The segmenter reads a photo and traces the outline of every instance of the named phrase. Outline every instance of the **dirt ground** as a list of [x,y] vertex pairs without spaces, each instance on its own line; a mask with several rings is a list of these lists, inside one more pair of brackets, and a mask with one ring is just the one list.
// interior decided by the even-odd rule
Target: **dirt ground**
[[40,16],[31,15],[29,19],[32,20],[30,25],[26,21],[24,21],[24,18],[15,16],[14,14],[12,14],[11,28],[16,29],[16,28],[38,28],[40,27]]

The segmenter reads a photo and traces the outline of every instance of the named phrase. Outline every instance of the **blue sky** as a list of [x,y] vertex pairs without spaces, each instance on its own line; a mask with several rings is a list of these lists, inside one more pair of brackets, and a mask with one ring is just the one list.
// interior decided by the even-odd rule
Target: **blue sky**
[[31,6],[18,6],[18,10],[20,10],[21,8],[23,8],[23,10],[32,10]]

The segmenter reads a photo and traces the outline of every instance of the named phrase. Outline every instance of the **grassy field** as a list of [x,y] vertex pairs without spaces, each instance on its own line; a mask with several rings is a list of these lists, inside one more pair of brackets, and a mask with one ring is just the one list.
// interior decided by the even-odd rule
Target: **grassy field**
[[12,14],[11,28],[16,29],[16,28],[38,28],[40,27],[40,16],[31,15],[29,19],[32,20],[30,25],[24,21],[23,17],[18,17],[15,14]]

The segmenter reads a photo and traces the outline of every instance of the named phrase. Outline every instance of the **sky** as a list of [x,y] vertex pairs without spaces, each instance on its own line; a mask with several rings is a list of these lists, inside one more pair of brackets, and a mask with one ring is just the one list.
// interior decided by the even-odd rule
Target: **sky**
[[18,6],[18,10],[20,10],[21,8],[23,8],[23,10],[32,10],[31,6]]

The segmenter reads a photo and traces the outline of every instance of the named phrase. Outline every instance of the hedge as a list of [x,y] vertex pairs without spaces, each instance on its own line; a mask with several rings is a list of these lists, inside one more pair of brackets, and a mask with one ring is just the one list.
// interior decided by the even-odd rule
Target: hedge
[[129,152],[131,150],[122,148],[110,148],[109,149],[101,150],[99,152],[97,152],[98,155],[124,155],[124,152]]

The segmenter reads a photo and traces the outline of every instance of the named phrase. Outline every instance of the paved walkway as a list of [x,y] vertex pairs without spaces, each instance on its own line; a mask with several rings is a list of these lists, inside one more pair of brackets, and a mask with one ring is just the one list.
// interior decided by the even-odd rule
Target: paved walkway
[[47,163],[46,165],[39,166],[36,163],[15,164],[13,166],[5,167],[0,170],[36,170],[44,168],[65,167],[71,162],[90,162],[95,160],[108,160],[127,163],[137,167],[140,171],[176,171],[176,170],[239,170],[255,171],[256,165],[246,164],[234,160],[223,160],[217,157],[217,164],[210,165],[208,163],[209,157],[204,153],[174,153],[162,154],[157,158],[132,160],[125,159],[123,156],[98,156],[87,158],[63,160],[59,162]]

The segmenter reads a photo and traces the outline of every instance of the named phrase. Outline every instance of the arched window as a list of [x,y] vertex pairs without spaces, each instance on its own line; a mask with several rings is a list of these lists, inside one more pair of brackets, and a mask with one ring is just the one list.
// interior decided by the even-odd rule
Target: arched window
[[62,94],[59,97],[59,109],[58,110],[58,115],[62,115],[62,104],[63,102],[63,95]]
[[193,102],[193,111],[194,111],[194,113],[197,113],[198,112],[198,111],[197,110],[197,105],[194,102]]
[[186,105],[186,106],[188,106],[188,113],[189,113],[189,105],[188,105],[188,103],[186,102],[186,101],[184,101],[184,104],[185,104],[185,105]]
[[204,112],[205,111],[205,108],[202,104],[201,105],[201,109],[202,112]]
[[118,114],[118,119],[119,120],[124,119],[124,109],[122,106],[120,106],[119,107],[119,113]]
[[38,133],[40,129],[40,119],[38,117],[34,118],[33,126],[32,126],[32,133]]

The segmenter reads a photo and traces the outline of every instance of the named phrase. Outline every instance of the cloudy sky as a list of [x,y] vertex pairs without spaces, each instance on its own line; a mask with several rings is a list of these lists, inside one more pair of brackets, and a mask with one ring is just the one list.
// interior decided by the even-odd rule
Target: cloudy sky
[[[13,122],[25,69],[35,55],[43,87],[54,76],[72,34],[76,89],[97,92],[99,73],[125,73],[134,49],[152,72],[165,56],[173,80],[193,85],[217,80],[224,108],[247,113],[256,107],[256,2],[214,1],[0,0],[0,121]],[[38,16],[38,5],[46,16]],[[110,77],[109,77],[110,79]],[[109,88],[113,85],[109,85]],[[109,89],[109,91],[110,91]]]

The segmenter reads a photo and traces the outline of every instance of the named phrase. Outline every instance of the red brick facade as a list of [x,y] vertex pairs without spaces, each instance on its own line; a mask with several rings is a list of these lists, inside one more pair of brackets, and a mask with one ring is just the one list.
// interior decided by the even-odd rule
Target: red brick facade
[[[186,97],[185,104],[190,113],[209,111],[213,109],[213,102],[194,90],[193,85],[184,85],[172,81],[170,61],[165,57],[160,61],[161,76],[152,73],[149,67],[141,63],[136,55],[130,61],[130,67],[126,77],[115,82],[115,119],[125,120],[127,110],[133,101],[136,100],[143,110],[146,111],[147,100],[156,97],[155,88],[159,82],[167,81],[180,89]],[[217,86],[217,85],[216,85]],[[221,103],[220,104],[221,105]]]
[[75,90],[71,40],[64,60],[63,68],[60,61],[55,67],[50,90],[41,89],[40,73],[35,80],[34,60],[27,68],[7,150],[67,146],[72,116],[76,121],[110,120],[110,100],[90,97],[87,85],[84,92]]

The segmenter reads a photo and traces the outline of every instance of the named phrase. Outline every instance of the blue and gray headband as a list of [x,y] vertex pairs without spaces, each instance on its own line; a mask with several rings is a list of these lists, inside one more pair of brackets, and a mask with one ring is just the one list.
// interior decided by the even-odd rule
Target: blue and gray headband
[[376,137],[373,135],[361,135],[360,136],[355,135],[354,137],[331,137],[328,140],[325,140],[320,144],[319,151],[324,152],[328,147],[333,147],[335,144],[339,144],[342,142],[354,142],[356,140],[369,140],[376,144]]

◆ **Work to do**: Please reproduce the listing above line for line, with no changes.

◆ **Task result**:
The segmenter reads a photo and traces the outline of every instance of the named phrase. Outline every instance of the **dirt ground** as a list of [x,y] vertex pairs without spaces, each instance on its own line; a mask with several rings is a list of these lists, inside one more pair of brackets, and a mask with one ring is just the one list.
// interior decided by the even-odd rule
Target: **dirt ground**
[[40,16],[31,15],[29,19],[32,20],[30,25],[26,21],[24,21],[24,18],[15,16],[14,14],[12,14],[11,28],[16,29],[16,28],[38,28],[40,27]]

The segmenter reads a photo and traces the outline of every instance of the named phrase. Outline every instance of the **blue sky** as a list of [x,y] vertex pairs without spaces, each instance on its own line; a mask with several rings is a list of these lists, inside one more pair of brackets, and a mask with one ring is just the one list.
// interior decided by the even-odd rule
Target: **blue sky**
[[31,6],[18,6],[18,10],[20,10],[21,8],[23,8],[23,10],[32,10]]

The segmenter reads a photo and traces the outline of every instance of the named phrase. Outline every instance of the **grassy field** as a list of [x,y] vertex pairs without spaces, each instance on its own line; a mask with several rings is a list of these lists, inside one more pair of brackets, and a mask with one ring is just the one list.
// interior decided by the even-odd rule
Target: **grassy field**
[[12,14],[11,28],[16,29],[16,28],[38,28],[40,27],[40,16],[31,15],[29,19],[32,20],[30,25],[24,21],[23,17],[18,17],[15,14]]

The segmenter reads a photo and traces the outline of every instance of the named phrase. Outline every instance of the **sky** as a list of [x,y] vertex pairs without spaces, each instance on its own line; a mask with several rings is a list of these lists, inside one more pair of brackets, and a mask with one ring is just the one list.
// interior decided by the even-odd rule
Target: **sky**
[[18,6],[18,10],[20,10],[21,8],[23,8],[23,10],[32,10],[31,6]]

The segmenter reads a photo and traces the outline of every instance of the named phrase. Outline every instance of the hedge as a list of [x,y] vertex pairs without spaces, each instance on its own line; a mask with several rings is a list of these lists, inside one more pair of brackets, and a mask with one ring is just the one list.
// interior decided by the even-odd rule
Target: hedge
[[129,152],[131,150],[122,148],[110,148],[109,149],[101,150],[99,152],[97,152],[98,155],[124,155],[124,152]]

The segmenter reads a photo and traces the outline of every instance of the named phrase. Outline every instance of the paved walkway as a list of [x,y] vertex pairs without spaces, each instance on its own line; a mask with several rings is a list of these lists, inside one more pair of brackets, and a mask with one ring is just the one list.
// interior decided by the even-odd rule
Target: paved walkway
[[47,163],[46,165],[39,166],[36,163],[15,164],[13,166],[5,167],[0,170],[36,170],[44,168],[65,167],[71,162],[90,162],[95,160],[108,160],[127,163],[137,167],[140,171],[176,171],[176,170],[239,170],[255,171],[256,165],[246,164],[234,160],[223,160],[217,157],[217,164],[210,165],[208,163],[209,157],[204,153],[174,153],[162,154],[157,158],[132,160],[125,159],[123,156],[98,156],[87,158],[63,160],[59,162]]

The segmenter reads a photo and traces the outline of every instance of the named phrase. Outline every instance of the arched window as a list of [x,y] vertex pairs without spaces, each instance on its own line; a mask with several rings is a list of these lists, inside one more pair of brackets, and a mask with one ring is just the one list.
// interior decided by the even-odd rule
Target: arched window
[[62,94],[59,97],[59,109],[58,110],[58,115],[62,115],[62,104],[63,102],[63,95]]
[[193,102],[193,111],[194,111],[194,113],[197,113],[198,112],[198,111],[197,110],[197,105],[194,102]]
[[186,105],[186,106],[188,106],[188,113],[189,113],[189,105],[188,105],[188,103],[186,102],[186,101],[184,101],[184,104],[185,104],[185,105]]
[[204,112],[205,111],[205,108],[202,104],[201,105],[201,109],[202,112]]
[[118,114],[118,119],[119,120],[124,119],[124,109],[122,106],[120,106],[119,107],[119,113]]
[[38,133],[40,129],[40,119],[38,117],[34,118],[33,126],[32,126],[32,133]]

The segmenter reads a photo and traces the outline of every instance of the named phrase. Outline every instance of the cloudy sky as a list of [x,y] vertex pairs without spaces, each instance on its own line; a mask with several rings is a list of these lists, inside one more pair of brackets, and a mask with one ring is just the one list.
// interior decided by the even-odd rule
Target: cloudy sky
[[[13,122],[25,69],[35,55],[43,87],[54,76],[72,34],[76,89],[97,92],[99,73],[125,73],[134,49],[152,72],[165,56],[173,80],[193,85],[217,80],[224,108],[247,113],[256,107],[256,2],[214,1],[0,0],[0,121]],[[38,16],[38,5],[46,16]],[[110,77],[109,77],[110,79]],[[109,88],[113,85],[109,85]],[[109,89],[109,91],[110,91]]]

The segmenter reads a photo and traces the outline of every instance of the named phrase. Outline every instance of the red brick facade as a list of [x,y] vertex pairs without spaces, each instance on its own line; a mask with several rings is a list of these lists, inside one more pair of brackets, and a mask with one ring is just the one list.
// interior decided by the even-odd rule
Target: red brick facade
[[[186,97],[185,104],[190,113],[209,111],[213,109],[213,102],[194,90],[193,85],[184,85],[172,81],[170,61],[165,57],[160,61],[161,76],[152,73],[149,67],[141,63],[136,55],[130,61],[130,67],[126,77],[115,82],[115,119],[125,120],[127,110],[133,101],[136,100],[143,110],[146,111],[147,100],[156,97],[155,88],[159,82],[167,81],[180,89]],[[217,86],[217,85],[216,85]],[[221,103],[220,104],[221,105]]]
[[75,90],[71,40],[64,60],[63,68],[60,61],[55,67],[50,90],[41,89],[40,73],[35,80],[34,60],[27,68],[7,150],[67,146],[72,116],[76,121],[110,120],[110,100],[90,97],[87,85],[84,92]]

The segmenter reads a photo and traces the outline of every instance of the named phrase. Outline every instance of the blue and gray headband as a list of [x,y] vertex pairs without spaces, each instance on its own line; a mask with several rings is a list of these lists, inside one more pair of brackets, and a mask with one ring is just the one list.
// interior decided by the even-odd rule
Target: blue and gray headband
[[376,137],[373,135],[361,135],[360,136],[355,135],[354,137],[331,137],[328,140],[325,140],[320,144],[319,151],[324,152],[328,147],[333,147],[335,144],[339,144],[342,142],[354,142],[356,140],[369,140],[376,144]]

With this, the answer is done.